Exercise details: Retype every one of the lines below verbatim, preserving their wording, punctuation, and order.

[Start of Records for the exercise]

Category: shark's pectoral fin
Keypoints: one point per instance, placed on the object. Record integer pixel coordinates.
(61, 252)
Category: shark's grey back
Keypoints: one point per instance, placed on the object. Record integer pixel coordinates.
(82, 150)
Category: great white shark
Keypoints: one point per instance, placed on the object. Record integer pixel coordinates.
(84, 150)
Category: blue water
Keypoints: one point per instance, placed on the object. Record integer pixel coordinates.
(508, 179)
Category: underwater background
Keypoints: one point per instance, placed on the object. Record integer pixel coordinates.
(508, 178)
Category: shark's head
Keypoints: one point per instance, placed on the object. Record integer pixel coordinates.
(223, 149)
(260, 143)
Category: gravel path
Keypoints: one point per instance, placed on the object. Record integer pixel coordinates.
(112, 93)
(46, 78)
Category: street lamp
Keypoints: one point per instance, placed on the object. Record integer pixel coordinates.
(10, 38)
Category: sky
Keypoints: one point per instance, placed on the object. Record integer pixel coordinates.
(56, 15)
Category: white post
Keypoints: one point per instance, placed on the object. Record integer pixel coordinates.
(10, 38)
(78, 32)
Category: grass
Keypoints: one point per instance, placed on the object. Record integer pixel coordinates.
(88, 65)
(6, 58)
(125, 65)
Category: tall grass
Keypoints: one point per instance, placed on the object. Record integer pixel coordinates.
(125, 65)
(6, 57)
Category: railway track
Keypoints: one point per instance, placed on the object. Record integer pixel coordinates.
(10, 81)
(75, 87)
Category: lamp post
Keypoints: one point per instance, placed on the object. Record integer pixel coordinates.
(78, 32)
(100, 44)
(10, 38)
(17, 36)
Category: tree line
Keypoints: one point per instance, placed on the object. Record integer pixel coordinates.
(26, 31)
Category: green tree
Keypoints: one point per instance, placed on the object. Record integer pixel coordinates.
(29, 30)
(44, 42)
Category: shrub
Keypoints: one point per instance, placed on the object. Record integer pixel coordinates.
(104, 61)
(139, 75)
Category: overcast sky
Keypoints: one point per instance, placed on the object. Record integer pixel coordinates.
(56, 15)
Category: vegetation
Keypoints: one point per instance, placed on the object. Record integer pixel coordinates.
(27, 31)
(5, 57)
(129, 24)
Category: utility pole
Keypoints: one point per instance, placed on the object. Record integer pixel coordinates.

[End of Records for the exercise]

Finished answer:
Category: shark's pectoral fin
Keypoints: one point per instance, placed on the object. Record integer pixel coordinates.
(61, 252)
Category: shark's grey back
Keypoints: one point per instance, placed on the object. Record integer pixel coordinates.
(82, 150)
Category: great white shark
Keypoints: one point per instance, placed on the object. Record integer pixel coordinates.
(84, 150)
Category: blue water
Keypoints: one point per instance, placed on the object. Record integer pixel coordinates.
(508, 179)
Category: underwater background
Keypoints: one point per instance, placed on the object. Record integer pixel coordinates.
(508, 178)
Category: shark's head
Keypoints: one point per instance, placed on the object. Record integer pixel coordinates.
(223, 149)
(260, 143)
Category: gravel path
Keypoints: one point per instance, placed on the object. Record integer pixel coordinates.
(112, 93)
(46, 78)
Category: street lamp
Keypoints: one point per instance, placed on the object. Record integer pixel coordinates.
(10, 38)
Category: sky
Keypoints: one point per instance, placed on the object. Record integer pixel coordinates.
(56, 15)
Category: white post
Keypoints: one point per instance, placed on the object. Record integer pixel coordinates.
(10, 38)
(78, 32)
Category: grass
Keypoints: one point per instance, placed on the object. Record integer pixel coordinates.
(88, 65)
(6, 58)
(125, 65)
Category: tall grass
Keypoints: one point per instance, placed on the object. Record integer pixel coordinates.
(125, 65)
(6, 57)
Category: railway track
Keypoints: one point per instance, placed on the object. Record integer pixel coordinates.
(10, 81)
(75, 87)
Category: lamp post
Keypoints: one point per instance, placed on the object. Record integer pixel coordinates.
(78, 32)
(100, 44)
(10, 38)
(17, 36)
Category: tree line
Keypoints: one point per instance, placed on the object. Record integer pixel coordinates.
(26, 31)
Category: green tree
Keypoints: one point per instance, placed on the object. Record integer pixel coordinates.
(29, 30)
(44, 42)
Category: shrub
Keypoints: one point per instance, placed on the object. Record integer pixel coordinates.
(104, 61)
(139, 75)
Category: overcast sky
Keypoints: one point per instance, placed on the object. Record integer pixel coordinates.
(56, 15)
Category: vegetation
Keypoints: one point per instance, placed on the object. Record integer pixel coordinates.
(27, 31)
(5, 57)
(129, 24)
Category: utility pole
Keypoints: one point per instance, placed on the object. Record integer pixel coordinates.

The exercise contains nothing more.